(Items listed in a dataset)
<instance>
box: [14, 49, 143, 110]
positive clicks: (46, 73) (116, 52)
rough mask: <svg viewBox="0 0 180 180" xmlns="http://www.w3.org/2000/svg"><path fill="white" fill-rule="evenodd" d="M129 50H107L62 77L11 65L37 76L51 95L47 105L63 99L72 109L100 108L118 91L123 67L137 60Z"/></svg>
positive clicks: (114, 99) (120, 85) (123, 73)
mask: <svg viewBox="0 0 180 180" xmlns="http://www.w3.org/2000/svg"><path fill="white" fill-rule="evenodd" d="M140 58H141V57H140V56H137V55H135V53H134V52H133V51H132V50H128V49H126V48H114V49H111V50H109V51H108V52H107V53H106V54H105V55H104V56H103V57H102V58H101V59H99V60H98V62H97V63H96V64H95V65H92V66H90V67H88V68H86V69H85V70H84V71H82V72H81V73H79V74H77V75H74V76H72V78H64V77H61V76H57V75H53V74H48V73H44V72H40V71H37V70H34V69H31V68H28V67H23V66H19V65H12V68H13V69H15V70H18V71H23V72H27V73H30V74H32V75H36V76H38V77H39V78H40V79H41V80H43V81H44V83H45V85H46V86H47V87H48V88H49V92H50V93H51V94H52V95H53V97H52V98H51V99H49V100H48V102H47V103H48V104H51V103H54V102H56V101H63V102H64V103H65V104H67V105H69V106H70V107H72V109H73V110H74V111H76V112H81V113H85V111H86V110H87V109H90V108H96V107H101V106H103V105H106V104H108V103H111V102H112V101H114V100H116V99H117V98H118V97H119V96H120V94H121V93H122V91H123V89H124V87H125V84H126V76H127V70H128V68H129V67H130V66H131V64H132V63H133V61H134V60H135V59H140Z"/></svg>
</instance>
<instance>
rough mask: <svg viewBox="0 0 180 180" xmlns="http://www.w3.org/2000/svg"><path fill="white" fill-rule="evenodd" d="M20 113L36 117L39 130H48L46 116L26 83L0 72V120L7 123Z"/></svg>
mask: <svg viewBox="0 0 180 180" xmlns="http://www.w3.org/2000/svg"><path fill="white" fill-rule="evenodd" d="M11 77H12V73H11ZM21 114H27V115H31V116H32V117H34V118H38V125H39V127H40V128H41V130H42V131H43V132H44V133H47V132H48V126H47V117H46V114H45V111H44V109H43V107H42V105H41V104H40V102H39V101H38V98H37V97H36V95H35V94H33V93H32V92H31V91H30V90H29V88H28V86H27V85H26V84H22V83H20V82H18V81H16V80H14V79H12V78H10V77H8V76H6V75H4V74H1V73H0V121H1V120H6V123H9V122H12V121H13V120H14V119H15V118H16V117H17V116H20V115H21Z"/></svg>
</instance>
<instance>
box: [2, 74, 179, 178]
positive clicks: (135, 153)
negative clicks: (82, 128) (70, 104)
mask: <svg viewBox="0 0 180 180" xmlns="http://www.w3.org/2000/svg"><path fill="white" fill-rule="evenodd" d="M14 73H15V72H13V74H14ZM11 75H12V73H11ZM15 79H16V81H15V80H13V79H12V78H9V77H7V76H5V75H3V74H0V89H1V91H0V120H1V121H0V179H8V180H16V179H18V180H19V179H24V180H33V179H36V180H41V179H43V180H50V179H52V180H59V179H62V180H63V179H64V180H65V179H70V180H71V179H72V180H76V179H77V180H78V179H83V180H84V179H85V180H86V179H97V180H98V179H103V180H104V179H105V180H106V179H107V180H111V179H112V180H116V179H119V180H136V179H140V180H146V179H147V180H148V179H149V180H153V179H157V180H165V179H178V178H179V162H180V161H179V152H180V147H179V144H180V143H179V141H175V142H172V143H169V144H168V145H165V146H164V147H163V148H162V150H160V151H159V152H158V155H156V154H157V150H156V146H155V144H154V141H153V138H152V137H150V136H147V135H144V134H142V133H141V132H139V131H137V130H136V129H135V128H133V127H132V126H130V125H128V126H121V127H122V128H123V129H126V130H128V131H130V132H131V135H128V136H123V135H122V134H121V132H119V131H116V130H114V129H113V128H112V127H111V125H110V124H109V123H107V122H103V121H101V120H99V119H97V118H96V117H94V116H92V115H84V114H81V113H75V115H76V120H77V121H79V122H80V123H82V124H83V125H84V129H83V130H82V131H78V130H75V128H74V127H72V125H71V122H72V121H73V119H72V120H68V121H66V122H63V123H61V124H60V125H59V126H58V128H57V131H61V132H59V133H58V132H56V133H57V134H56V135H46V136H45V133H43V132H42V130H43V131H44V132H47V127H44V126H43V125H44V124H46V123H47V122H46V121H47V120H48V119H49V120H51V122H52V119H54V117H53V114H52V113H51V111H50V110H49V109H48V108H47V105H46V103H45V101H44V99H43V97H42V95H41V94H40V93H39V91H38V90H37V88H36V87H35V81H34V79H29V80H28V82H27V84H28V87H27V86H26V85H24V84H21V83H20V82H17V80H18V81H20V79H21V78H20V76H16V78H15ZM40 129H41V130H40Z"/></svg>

• _ABOUT THIS EXERCISE_
Only the lines from the start of the data to the line holding "positive clicks: (135, 153)" are wanted; return them exactly, both ends included.

• _SOLUTION FOR THIS PROBLEM_
<instance>
box: [14, 49, 143, 110]
positive clicks: (46, 73) (116, 52)
rough mask: <svg viewBox="0 0 180 180" xmlns="http://www.w3.org/2000/svg"><path fill="white" fill-rule="evenodd" d="M129 50H107L62 77L11 65L37 76L51 95L47 105L63 99L72 109L100 108L118 91L123 67L137 60Z"/></svg>
positive clicks: (114, 99) (120, 85) (123, 73)
mask: <svg viewBox="0 0 180 180" xmlns="http://www.w3.org/2000/svg"><path fill="white" fill-rule="evenodd" d="M140 58H141V57H140V56H137V55H135V53H134V52H133V51H132V50H128V49H126V48H114V49H111V50H109V51H108V52H107V53H106V54H105V55H104V56H103V57H102V58H101V59H99V60H98V62H97V63H96V64H95V65H92V66H90V67H88V68H86V69H85V70H84V71H82V72H81V73H79V74H77V75H74V76H72V78H64V77H61V76H57V75H53V74H48V73H44V72H40V71H37V70H34V69H31V68H28V67H23V66H19V65H12V68H13V69H15V70H18V71H23V72H27V73H30V74H32V75H36V76H38V77H39V78H40V79H41V80H43V81H44V83H45V85H46V86H47V87H48V88H49V92H50V93H51V94H52V95H53V97H52V98H51V99H49V100H48V102H47V103H48V104H51V103H54V102H56V101H63V102H64V103H65V104H67V105H69V106H70V107H72V109H73V110H74V111H76V112H81V113H85V111H86V110H87V109H90V108H96V107H101V106H103V105H106V104H108V103H111V102H112V101H114V100H116V99H117V98H118V97H119V96H120V94H121V93H122V91H123V89H124V87H125V84H126V76H127V70H128V68H129V67H130V66H131V64H132V63H133V61H134V60H135V59H140Z"/></svg>
</instance>
<instance>
rough mask: <svg viewBox="0 0 180 180" xmlns="http://www.w3.org/2000/svg"><path fill="white" fill-rule="evenodd" d="M20 113L36 117L39 130H48L46 116L26 83L0 72V120L7 123Z"/></svg>
mask: <svg viewBox="0 0 180 180" xmlns="http://www.w3.org/2000/svg"><path fill="white" fill-rule="evenodd" d="M11 77H12V73H11ZM21 114H27V115H31V116H32V117H34V118H38V125H39V127H40V128H41V130H42V131H43V132H44V133H47V132H48V126H47V117H46V114H45V111H44V109H43V107H42V105H41V104H40V102H39V101H38V98H37V97H36V95H35V94H33V93H32V92H31V91H30V90H29V88H28V86H27V85H26V84H22V83H20V82H18V81H16V80H14V79H12V78H10V77H8V76H6V75H4V74H1V73H0V121H1V120H6V123H9V122H12V121H13V120H14V119H15V118H16V117H17V116H20V115H21Z"/></svg>
</instance>
<instance>
box: [2, 74, 179, 178]
positive clicks: (135, 153)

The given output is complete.